• **Entries provided**
****************

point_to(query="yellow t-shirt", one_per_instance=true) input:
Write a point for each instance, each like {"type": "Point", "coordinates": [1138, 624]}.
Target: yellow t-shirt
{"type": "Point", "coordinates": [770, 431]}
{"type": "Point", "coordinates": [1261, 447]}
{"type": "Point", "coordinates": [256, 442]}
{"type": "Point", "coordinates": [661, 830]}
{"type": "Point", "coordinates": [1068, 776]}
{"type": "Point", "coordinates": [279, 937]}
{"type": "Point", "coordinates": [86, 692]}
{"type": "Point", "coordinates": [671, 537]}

****************

• **Exercise description**
Reproduce all of the lines above, requests included. Scale each coordinate in the answers by 0.45 and round to the nearest whole number, with halves rounded up. Leave the numbers in the requests and in their format sample unchanged.

• **Response to the exercise**
point_to(query="yellow t-shirt", one_per_instance=true) input:
Write a point for each instance, each like {"type": "Point", "coordinates": [1138, 624]}.
Target: yellow t-shirt
{"type": "Point", "coordinates": [347, 194]}
{"type": "Point", "coordinates": [567, 201]}
{"type": "Point", "coordinates": [115, 199]}
{"type": "Point", "coordinates": [297, 374]}
{"type": "Point", "coordinates": [481, 349]}
{"type": "Point", "coordinates": [126, 422]}
{"type": "Point", "coordinates": [39, 311]}
{"type": "Point", "coordinates": [302, 242]}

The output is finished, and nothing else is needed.